_What you are asked to do_:
Turn each line of the records below into a row of a Markdown table, skipping blank lines. Use two columns: "No." for the row number and "Line" for the text of the line.

(Stored data)

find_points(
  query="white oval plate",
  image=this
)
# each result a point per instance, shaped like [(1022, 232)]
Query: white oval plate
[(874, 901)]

_Answer to the problem_:
| No. | Line |
|---|---|
| 1 | find_points( |
| 2 |   query="white oval plate", |
| 3 |   image=this |
| 4 | ) |
| 5 | # each result a point per instance, shaped like [(1022, 232)] |
| 6 | Query: white oval plate |
| 7 | [(874, 901)] |